U.S. Treasury Secretary Steven Mnuchin urged big U.S. banks to participate in a program aimed at helping small women- and minority-owned banks win contracts with the government agency, Bloomberg News reported Sept. 6, citing a letter it viewed.
A Trump administration official verified the contents of the letter, the news service said.
Recipients of the letter include Goldman Sachs Group Inc. and American Express Co. Mnuchin holds monthly meetings with the team responsible for the program, Bloomberg reported.
The Financial Agent Mentor-Protege Program is targeted at banks with less than $2 billion in assets and aims to have them be financial agents for the Treasury Department, according to the government agency's website. Big banks who have participated in the program include JPMorgan Chase & Co. and Citigroup Inc. JPMorgan in April said it will mentor two black-owned banks, Baltimore-based Harbor Bank of Maryland and New Orleans-based Liberty Bank and Trust Co., in the program.

● **Data provided**:

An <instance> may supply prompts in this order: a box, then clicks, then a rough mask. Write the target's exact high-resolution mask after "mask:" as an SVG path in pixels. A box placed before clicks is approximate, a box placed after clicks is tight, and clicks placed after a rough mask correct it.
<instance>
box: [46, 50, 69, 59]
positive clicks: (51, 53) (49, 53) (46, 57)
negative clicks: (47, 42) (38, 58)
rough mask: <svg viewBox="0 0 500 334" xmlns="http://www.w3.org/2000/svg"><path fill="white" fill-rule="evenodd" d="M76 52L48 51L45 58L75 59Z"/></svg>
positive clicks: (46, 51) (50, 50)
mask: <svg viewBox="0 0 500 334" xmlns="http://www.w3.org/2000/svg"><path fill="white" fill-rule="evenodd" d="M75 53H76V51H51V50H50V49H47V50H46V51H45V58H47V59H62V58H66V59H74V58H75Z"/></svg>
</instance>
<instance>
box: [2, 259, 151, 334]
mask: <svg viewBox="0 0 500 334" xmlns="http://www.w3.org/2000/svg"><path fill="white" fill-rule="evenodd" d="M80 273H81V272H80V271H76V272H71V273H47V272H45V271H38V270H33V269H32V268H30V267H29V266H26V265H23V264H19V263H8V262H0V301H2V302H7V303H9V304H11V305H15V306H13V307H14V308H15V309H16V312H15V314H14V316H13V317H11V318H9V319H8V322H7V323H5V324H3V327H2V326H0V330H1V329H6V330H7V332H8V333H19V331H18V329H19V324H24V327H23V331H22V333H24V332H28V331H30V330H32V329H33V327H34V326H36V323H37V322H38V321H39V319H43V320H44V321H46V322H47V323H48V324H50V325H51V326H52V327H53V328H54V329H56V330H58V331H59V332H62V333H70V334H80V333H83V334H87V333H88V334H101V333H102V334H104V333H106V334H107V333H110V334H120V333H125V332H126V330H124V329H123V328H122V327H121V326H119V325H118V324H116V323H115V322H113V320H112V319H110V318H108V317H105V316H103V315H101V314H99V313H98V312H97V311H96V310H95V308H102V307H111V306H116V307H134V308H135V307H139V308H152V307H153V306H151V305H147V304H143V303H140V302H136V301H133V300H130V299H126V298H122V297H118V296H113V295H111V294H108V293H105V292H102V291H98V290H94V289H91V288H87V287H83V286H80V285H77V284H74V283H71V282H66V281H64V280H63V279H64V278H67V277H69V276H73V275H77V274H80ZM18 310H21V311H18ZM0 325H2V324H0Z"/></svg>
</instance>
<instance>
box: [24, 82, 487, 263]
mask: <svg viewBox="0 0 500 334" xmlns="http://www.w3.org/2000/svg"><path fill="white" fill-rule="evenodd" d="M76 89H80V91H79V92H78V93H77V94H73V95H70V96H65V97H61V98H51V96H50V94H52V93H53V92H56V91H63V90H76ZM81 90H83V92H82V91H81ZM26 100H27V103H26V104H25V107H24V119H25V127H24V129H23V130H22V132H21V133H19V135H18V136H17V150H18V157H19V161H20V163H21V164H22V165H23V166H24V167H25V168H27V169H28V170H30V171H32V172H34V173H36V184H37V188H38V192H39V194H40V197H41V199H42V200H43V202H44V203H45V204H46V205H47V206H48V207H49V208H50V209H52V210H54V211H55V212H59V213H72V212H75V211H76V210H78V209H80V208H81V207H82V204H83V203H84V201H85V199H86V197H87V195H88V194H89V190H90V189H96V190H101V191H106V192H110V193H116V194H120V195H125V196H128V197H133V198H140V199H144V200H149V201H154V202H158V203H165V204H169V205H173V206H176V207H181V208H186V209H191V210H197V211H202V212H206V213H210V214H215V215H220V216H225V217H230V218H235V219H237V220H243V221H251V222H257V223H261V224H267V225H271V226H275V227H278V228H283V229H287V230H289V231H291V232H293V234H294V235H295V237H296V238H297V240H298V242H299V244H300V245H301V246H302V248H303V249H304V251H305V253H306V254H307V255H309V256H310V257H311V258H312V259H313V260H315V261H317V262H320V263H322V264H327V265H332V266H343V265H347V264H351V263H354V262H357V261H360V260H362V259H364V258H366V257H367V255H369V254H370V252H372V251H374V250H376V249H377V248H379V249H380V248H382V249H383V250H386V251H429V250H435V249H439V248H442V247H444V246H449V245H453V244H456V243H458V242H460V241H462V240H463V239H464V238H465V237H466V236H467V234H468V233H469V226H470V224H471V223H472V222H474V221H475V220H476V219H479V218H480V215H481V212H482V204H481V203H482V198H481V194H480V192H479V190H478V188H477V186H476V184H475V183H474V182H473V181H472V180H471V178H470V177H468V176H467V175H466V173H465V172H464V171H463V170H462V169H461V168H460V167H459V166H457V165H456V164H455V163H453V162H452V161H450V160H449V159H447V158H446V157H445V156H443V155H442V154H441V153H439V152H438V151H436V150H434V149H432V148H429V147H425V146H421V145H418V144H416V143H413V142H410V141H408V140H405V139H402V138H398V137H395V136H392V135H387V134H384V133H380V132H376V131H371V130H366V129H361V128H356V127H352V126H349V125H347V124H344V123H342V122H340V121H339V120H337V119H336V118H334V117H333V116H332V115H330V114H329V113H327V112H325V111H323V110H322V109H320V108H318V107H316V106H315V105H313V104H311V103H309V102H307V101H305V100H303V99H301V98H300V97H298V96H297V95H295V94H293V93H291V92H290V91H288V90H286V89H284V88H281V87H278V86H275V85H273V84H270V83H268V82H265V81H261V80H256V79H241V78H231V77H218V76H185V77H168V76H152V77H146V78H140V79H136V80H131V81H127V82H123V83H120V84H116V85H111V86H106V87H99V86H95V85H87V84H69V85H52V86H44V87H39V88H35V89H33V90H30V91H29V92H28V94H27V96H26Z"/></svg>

● **Problems to solve**:
**1.** Copy the Treasury program report between "U.S. Treasury Secretary" and "news service said.", inclusive, changing "letter" to "memo".
**2.** Extend the Treasury program report beyond its final sentence.
The material has no connection to the Treasury program report.

● **Answers in order**:
**1.**
U.S. Treasury Secretary Steven Mnuchin urged big U.S. banks to participate in a program aimed at helping small women- and minority-owned banks win contracts with the government agency, Bloomberg News reported Sept. 6, citing a memo it viewed.
A Trump administration official verified the contents of the memo, the news service said.

**2.**
Citi was the first big bank to be part of the program. Citi included Washington, D.C.-based Industrial Bank when the big bank made another bid to manage the Treasury's OTCnet, a payments option for federal agencies it has managed for the last 10 years, the news service said.
Goldman Sachs and American Express did not immediately respond to S&P Global Market Intelligence's request for comment. JPMorgan, Bank of America Corp. and Wells Fargo & Co. also did not respond to a request for comment.